Re: Single Key Aggregation

Sameer Kumar Tue, 20 Jun 2017 22:55:33 -0700

Hi Matthias,


I am working on 10.2.1. and I do see same outputs on same keys albeit not
always and a bit random.

I shall try to code a simpler example free from domain level code and share
it with you in a while.

I am willing to debug this further as well, if you could tell me the
classes that I should be looking into.

-Sameer.

On Tue, Jun 20, 2017 at 3:51 AM, Matthias J. Sax <matth...@confluent.io>
wrote:

> Hi Sameer,
>
> With regard to
>
> >>> What I saw was that while on Machine1, the counter was 100 , another
> >>> machine it was at 1. I saw it as inconsistent.
>
> If you really see the same key on different machines, that would be
> incorrect. All record with the same key, must be processed by the same
> machine. Thus, there not not be two counters, but only one.
>
> I am wondering what version of Kafka Streams you are using? Version
> 0.10.0.x does not have auto-repartitioning feature, and this might
> explain what you see. For this case, you need to call #through() before
> doing the aggregation.
>
>
> -Matthias
>
>
> On 6/17/17 3:28 AM, Sameer Kumar wrote:
> > Continued from m last mail...
> >
> > The code snippet that I shared was after joining impression and
> > notification logs. Here I am picking the line item and concatenating it
> > with date. You can also see there is a check for a TARGETED_LINE_ITEM, I
> am
> > not emitting the data otherwise.
> >
> > -Sameer.
> >
> > On Sat, Jun 17, 2017 at 3:55 PM, Sameer Kumar <sam.kum.w...@gmail.com>
> > wrote:
> >
> >> The example I gave was just for illustration. I have impression logs and
> >> notification logs. Notification logs are essentially tied to impressions
> >> served. An impression would serve multiple items.

WRITTEN TASKS
1. Reproduce the part of the single key aggregation thread that opens with the words containing "On Tue, Jun" and closes with "it as inconsistent.".
2. Proceed with the single key aggregation thread, writing on from the last sentence shown.
The outline records for named regions are separate from the mailing list thread on single key aggregation.

Outline records for named regions
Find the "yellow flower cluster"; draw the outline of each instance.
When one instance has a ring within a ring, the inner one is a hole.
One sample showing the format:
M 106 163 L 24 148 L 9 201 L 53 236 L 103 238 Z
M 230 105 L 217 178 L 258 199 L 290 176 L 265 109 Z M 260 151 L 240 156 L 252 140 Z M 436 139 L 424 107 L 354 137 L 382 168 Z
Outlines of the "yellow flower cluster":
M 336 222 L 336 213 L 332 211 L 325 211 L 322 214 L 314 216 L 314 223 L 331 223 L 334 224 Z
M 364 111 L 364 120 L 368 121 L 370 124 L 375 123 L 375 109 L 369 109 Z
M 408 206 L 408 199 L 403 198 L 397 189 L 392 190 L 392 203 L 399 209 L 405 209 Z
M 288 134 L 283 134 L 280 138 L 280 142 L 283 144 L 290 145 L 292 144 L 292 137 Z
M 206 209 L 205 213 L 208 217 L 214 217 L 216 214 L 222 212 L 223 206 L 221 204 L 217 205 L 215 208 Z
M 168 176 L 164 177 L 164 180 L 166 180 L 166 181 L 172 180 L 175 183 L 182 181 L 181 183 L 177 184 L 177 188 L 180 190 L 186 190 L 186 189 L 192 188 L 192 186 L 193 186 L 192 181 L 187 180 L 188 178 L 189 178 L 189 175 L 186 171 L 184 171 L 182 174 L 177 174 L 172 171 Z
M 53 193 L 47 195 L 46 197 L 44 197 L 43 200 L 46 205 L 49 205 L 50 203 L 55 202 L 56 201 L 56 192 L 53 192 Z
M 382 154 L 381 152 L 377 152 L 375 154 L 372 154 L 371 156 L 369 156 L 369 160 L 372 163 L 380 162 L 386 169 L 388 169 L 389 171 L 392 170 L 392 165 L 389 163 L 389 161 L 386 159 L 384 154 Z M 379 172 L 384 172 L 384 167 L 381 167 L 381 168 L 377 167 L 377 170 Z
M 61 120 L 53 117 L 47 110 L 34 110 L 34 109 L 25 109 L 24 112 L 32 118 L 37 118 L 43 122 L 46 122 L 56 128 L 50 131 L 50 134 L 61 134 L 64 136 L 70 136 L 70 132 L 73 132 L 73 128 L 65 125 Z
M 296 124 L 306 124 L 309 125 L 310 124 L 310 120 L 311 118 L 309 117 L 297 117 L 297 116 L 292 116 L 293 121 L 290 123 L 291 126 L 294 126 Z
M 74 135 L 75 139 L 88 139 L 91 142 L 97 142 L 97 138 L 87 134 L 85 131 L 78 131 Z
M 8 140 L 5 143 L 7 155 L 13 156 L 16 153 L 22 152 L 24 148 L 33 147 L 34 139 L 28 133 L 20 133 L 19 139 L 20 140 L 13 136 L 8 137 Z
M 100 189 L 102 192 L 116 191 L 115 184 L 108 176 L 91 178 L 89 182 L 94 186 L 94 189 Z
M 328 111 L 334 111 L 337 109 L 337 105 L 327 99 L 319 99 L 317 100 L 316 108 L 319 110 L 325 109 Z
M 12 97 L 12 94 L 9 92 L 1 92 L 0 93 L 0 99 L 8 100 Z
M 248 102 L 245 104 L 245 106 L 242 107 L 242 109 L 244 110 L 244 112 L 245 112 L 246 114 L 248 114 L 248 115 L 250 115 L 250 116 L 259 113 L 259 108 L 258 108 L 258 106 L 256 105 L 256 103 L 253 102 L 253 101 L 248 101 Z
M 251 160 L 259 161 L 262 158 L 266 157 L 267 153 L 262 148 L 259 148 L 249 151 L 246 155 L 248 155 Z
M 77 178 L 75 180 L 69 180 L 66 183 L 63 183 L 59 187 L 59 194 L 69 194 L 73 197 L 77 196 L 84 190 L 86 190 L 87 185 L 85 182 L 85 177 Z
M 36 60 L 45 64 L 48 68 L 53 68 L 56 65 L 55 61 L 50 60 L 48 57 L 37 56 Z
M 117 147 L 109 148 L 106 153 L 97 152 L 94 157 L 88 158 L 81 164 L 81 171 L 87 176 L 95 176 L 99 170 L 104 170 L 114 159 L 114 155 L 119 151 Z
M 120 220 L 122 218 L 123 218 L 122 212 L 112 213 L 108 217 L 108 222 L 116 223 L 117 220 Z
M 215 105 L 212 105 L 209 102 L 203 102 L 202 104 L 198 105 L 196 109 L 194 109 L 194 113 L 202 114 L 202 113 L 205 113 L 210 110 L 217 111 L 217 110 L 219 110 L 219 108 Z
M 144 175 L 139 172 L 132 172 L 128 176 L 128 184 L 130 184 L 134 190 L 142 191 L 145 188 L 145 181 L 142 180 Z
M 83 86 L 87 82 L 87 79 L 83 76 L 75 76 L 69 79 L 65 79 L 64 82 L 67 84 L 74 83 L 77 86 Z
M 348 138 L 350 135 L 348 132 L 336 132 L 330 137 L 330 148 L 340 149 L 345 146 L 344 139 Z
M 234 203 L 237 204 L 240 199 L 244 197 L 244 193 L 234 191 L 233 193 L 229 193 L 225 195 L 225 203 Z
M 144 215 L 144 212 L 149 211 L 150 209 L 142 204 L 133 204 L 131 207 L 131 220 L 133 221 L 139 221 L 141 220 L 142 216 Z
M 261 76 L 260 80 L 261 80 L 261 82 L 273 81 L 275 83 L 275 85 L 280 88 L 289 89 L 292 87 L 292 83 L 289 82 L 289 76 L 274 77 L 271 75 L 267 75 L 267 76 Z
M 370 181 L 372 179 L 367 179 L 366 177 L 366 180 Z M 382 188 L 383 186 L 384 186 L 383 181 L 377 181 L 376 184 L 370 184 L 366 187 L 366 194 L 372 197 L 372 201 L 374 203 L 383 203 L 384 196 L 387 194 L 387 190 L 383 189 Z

ANSWERS TO THE TASKS
1.
On Tue, Jun 20, 2017 at 3:51 AM, Matthias J. Sax <matth...@confluent.io>
wrote:

> Hi Sameer,
>
> With regard to
>
> >>> What I saw was that while on Machine1, the counter was 100 , another
> >>> machine it was at 1. I saw it as inconsistent.

2.
> >>
> >> I was just trying to aggregate across a single line item, this means I
> am
> >> always generating a single key all the time and since data is
> streaming, my
> >> counter should keep on increasing.
> >>
> >> What I saw was that while on Machine1, the counter was 100 , another
> >> machine it was at 1. I saw it as inconsistent.
> >>
> >>
> >> -Sameer.
> >>
> >> On Fri, Jun 16, 2017 at 10:47 PM, Matthias J. Sax <
> matth...@confluent.io>
> >> wrote:
> >>
> >>> I just double checked you example code from an email before. There you
> >>> are using:
> >>>
> >>> stream.flatMap(...)
> >>>       .groupBy((k, v) -> k, Serdes.String(), Serdes.Integer())
> >>>       .reduce((value1, value2) -> value1 + value2,
> >>>
> >>> In you last email, you say that you want to count on category that is
> >>> contained in you value and your key is something different.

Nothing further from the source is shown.